Подсчитайте, в скольких строках приведенных ниже записей встречается слово «Give» (регистр учитывается). Ответ запишите одним числом.

| ЗАПИСИ ДЛЯ РАБОТЫ |
• • • • • • •
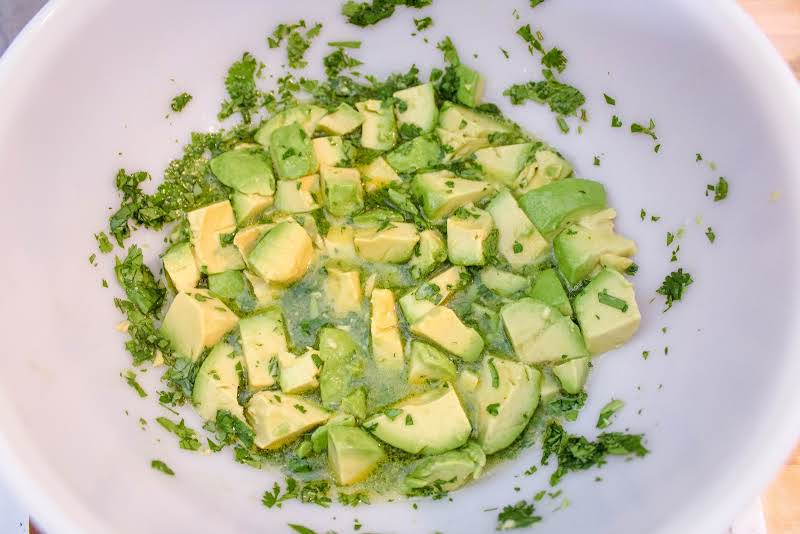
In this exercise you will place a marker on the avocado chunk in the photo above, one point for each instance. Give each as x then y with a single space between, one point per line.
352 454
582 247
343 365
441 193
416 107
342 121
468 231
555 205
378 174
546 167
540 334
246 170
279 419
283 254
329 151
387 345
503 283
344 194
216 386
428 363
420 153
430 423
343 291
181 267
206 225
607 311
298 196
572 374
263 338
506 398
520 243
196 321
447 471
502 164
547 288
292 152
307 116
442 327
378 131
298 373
• • • • • • •
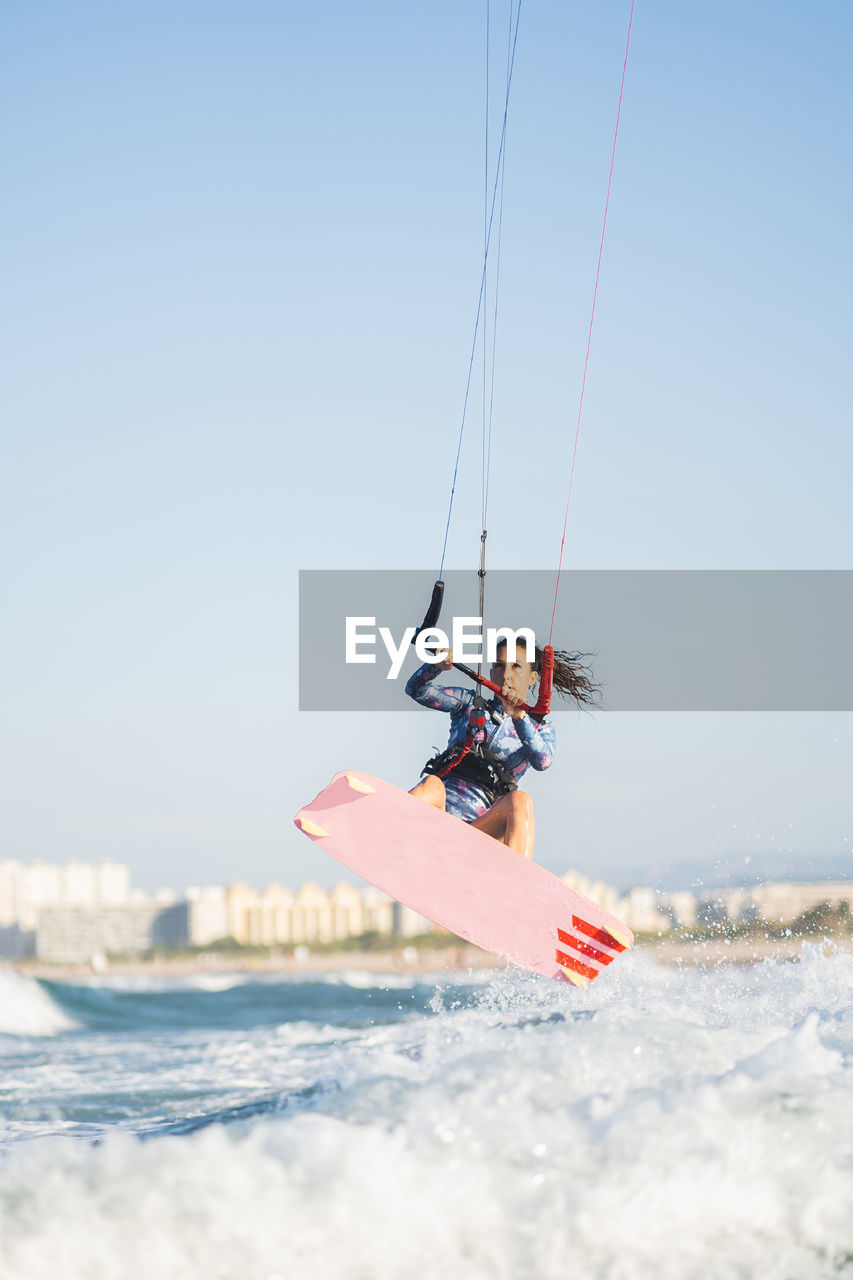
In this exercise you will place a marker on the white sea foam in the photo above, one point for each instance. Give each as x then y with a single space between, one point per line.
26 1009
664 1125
• • • • • • •
| РАЗБОР РЕШЕНИЯ |
2